**Prompt A**
Answer these questions using the thread on excluding cells.
(i) How many cells from group 1 were found to cluster with group 2?
(ii) Which tool can be used to select a specific group of cells on the UMAP embedding?
(iii) In which module are the custom cell sets found?
**Prompt B**
Revise the stretch of the thread on excluding cells from "However, a bigger" through "of your dataset!", replacing "compelling reason" with "strong justification".

In my dataset, I have two distinct groups of cells. However, during the analysis, I noticed an unexpected observation where three cells from group 1 were found to cluster with group 2, and two cells from group 2 were located within group 1. To ensure the accuracy and integrity of the analysis, I would like to know the best approach to remove these five cells from the dataset. What methods or criteria can I use to confidently exclude these cells while preserving the integrity of the overall dataset?
That’s an interesting question!
There are certainly ways that you can exclude specific cells from your analysis using the custom cell sets in the Data Exploration module and then subsetting the clusters you want to keep into a new analysis - see our user guide for more details on how to do this.
For example, you could ‘hide’ one of the Louvain clusters and then use the lasso tool to select a specific group of cells on the UMAP embedding from the remaining cluster. And then repeat when the other cluster is hidden. This is likely the simplest way to exclude the 5 cells. You can then select your two new custom cell sets to ‘subset’ into a new analysis so that they are completed excluded.
However, a bigger question here is should you do exclude these cells? Personally, I would advise against excluding cells from an analysis unless you have a compelling reason to do so. If these cells have passed QC (i.e. they are good quality, not empty droplets or dead or doublets) then they might actually be telling you something interesting about the biology of your dataset!
Hope this helps!

**Saved entries**

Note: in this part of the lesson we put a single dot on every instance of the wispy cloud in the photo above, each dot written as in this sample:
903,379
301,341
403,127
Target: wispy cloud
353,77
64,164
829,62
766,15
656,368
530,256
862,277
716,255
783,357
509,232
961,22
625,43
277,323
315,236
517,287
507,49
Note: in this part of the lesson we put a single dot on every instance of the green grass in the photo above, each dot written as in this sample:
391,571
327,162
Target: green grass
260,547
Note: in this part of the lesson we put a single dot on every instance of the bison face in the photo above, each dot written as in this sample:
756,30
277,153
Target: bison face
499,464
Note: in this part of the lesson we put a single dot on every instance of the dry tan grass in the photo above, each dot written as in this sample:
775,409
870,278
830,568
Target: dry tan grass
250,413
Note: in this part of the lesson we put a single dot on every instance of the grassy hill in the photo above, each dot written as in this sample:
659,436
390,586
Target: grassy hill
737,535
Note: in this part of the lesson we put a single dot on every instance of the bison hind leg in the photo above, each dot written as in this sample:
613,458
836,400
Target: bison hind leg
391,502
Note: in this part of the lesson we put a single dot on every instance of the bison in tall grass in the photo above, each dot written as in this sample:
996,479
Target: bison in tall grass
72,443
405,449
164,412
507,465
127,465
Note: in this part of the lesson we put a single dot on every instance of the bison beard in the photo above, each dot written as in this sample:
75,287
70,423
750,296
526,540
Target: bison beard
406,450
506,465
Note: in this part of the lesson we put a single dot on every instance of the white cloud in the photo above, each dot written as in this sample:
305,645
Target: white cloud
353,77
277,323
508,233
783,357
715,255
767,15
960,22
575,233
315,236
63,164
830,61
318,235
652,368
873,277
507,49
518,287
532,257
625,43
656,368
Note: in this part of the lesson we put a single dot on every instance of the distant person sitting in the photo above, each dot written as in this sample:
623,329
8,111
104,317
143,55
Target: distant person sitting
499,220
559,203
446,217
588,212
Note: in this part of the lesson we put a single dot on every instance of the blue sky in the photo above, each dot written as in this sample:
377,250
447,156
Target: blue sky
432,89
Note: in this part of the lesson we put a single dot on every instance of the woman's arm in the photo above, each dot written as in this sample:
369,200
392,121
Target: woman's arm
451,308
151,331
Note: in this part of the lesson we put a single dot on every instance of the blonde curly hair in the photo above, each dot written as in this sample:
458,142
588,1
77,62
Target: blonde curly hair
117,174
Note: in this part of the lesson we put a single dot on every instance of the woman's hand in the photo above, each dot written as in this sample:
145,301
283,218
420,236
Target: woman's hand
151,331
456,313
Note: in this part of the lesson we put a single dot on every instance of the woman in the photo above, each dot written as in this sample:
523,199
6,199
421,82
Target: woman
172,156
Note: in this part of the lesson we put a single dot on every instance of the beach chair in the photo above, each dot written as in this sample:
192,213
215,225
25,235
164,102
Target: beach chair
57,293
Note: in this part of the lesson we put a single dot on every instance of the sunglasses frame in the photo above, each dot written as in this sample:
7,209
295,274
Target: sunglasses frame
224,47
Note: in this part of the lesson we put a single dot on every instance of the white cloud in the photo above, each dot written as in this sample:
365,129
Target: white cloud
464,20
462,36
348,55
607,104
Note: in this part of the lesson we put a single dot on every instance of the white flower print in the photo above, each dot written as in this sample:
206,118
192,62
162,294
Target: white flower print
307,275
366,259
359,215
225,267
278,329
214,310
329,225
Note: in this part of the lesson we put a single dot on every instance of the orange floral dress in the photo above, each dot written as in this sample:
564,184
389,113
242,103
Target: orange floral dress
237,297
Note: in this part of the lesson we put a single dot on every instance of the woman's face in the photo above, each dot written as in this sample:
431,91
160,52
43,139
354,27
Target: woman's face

**Response area A**
(i) Three
(ii) The lasso tool
(iii) The Data Exploration module

**Response area B**
However, a bigger question here is should you do exclude these cells? Personally, I would advise against excluding cells from an analysis unless you have a strong justification to do so. If these cells have passed QC (i.e. they are good quality, not empty droplets or dead or doublets) then they might actually be telling you something interesting about the biology of your dataset!